Go through the listing and retype each line exactly.

__The records__:
BEGIN

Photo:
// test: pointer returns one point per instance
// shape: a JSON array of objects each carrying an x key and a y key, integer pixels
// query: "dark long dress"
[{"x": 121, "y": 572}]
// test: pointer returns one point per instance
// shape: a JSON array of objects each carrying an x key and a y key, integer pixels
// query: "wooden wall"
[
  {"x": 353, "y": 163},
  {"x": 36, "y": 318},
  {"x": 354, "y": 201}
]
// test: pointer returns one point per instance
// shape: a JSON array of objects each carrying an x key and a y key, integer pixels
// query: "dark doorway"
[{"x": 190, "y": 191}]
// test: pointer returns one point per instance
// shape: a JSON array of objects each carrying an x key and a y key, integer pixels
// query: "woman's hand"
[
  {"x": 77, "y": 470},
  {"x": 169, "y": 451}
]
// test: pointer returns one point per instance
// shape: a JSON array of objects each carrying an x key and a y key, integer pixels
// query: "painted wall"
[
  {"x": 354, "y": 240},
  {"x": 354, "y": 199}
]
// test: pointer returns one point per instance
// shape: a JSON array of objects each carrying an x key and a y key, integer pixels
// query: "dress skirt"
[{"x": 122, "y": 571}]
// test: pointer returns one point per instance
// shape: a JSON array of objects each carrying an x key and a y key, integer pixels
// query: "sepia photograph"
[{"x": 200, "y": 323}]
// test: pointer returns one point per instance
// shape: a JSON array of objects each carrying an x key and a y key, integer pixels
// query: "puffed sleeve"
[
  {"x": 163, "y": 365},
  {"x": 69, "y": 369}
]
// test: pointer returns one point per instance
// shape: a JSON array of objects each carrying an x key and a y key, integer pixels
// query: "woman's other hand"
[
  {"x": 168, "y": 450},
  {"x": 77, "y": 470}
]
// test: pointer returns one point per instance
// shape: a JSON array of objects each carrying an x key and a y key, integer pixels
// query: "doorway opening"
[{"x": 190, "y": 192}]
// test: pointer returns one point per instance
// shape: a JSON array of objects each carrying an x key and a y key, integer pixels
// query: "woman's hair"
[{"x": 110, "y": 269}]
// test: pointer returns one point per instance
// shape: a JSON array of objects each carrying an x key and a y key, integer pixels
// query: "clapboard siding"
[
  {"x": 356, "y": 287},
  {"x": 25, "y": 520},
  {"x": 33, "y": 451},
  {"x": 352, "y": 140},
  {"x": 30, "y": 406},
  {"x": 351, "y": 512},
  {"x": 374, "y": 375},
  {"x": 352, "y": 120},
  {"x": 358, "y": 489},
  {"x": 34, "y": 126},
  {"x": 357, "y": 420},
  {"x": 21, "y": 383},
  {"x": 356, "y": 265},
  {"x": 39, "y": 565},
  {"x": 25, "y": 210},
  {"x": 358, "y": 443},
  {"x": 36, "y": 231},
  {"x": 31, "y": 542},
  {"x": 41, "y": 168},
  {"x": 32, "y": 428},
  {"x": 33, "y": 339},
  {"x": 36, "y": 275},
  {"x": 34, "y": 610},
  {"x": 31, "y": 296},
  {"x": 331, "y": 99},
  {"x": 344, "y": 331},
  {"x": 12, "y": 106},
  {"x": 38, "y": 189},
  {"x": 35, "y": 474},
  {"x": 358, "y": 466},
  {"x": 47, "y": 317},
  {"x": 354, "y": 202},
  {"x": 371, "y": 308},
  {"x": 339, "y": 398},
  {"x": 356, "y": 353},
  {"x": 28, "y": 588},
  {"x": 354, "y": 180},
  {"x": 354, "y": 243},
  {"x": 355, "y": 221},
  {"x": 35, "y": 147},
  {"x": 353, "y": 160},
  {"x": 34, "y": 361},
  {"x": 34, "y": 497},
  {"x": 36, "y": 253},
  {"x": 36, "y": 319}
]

END

__Exercise answer__:
Photo:
// test: pointer returns one point per instance
// shape: a JSON array of objects each carrying an x key and a y key, integer pixels
// query: "dark long dress"
[{"x": 121, "y": 572}]
// test: pointer returns one point per instance
// shape: a JSON array of objects each carrying an x key and a y key, integer pixels
// query: "wooden wall"
[
  {"x": 353, "y": 163},
  {"x": 36, "y": 318},
  {"x": 354, "y": 201}
]
// test: pointer returns one point per instance
// shape: a JSON array of objects each carrying an x key and a y key, integer pixels
// query: "dark doorway"
[{"x": 190, "y": 191}]
// test: pointer returns one point per instance
// shape: a JSON array of objects each carrying an x key and a y key, integer pixels
// query: "woman's hand"
[
  {"x": 77, "y": 470},
  {"x": 169, "y": 451}
]
// test: pointer returns one point per instance
// shape: a JSON array of objects each carrying an x key and a y key, integer pixels
// query: "painted wall"
[
  {"x": 354, "y": 240},
  {"x": 354, "y": 199}
]
// test: pointer returns one point per instance
// shape: a JSON array of objects each carrying an x key and a y key, integer pixels
// query: "dress skirt"
[{"x": 122, "y": 571}]
// test: pointer returns one point per instance
// shape: a JSON array of objects each carrying an x key and a y key, integer pixels
// query: "sepia photograph"
[{"x": 200, "y": 323}]
// test: pointer returns one point per instance
// shape: a JSON array of objects each carrying an x key and a y key, integer pixels
// query: "puffed sleeve"
[
  {"x": 163, "y": 365},
  {"x": 69, "y": 369}
]
// test: pointer returns one point per instance
// shape: a JSON array of objects each carrying an x key and a y key, integer pixels
// query: "woman's other hand"
[
  {"x": 168, "y": 450},
  {"x": 77, "y": 470}
]
// test: pointer returns one point per instance
// shape: a JSON array of objects each carrying an x key and a y key, integer pixels
// query: "doorway opening"
[{"x": 190, "y": 192}]
// test: pointer returns one point per instance
// shape: a JSON array of objects each carrying an x key and a y key, integer pixels
// query: "woman's hair"
[{"x": 110, "y": 269}]
// test: pointer returns one point per instance
// shape: a JSON array of objects each carrying an x key and a y key, integer pixels
// query: "clapboard siding"
[
  {"x": 356, "y": 287},
  {"x": 25, "y": 520},
  {"x": 33, "y": 451},
  {"x": 352, "y": 140},
  {"x": 30, "y": 406},
  {"x": 351, "y": 512},
  {"x": 374, "y": 375},
  {"x": 352, "y": 120},
  {"x": 358, "y": 489},
  {"x": 34, "y": 126},
  {"x": 357, "y": 420},
  {"x": 21, "y": 383},
  {"x": 356, "y": 265},
  {"x": 39, "y": 565},
  {"x": 25, "y": 210},
  {"x": 358, "y": 443},
  {"x": 36, "y": 231},
  {"x": 31, "y": 542},
  {"x": 41, "y": 168},
  {"x": 32, "y": 428},
  {"x": 33, "y": 339},
  {"x": 36, "y": 275},
  {"x": 34, "y": 610},
  {"x": 31, "y": 296},
  {"x": 331, "y": 99},
  {"x": 344, "y": 331},
  {"x": 12, "y": 106},
  {"x": 38, "y": 189},
  {"x": 35, "y": 474},
  {"x": 358, "y": 466},
  {"x": 47, "y": 317},
  {"x": 354, "y": 202},
  {"x": 371, "y": 308},
  {"x": 339, "y": 398},
  {"x": 356, "y": 353},
  {"x": 28, "y": 588},
  {"x": 354, "y": 180},
  {"x": 354, "y": 243},
  {"x": 355, "y": 221},
  {"x": 35, "y": 147},
  {"x": 353, "y": 160},
  {"x": 34, "y": 361},
  {"x": 34, "y": 497},
  {"x": 36, "y": 253},
  {"x": 36, "y": 319}
]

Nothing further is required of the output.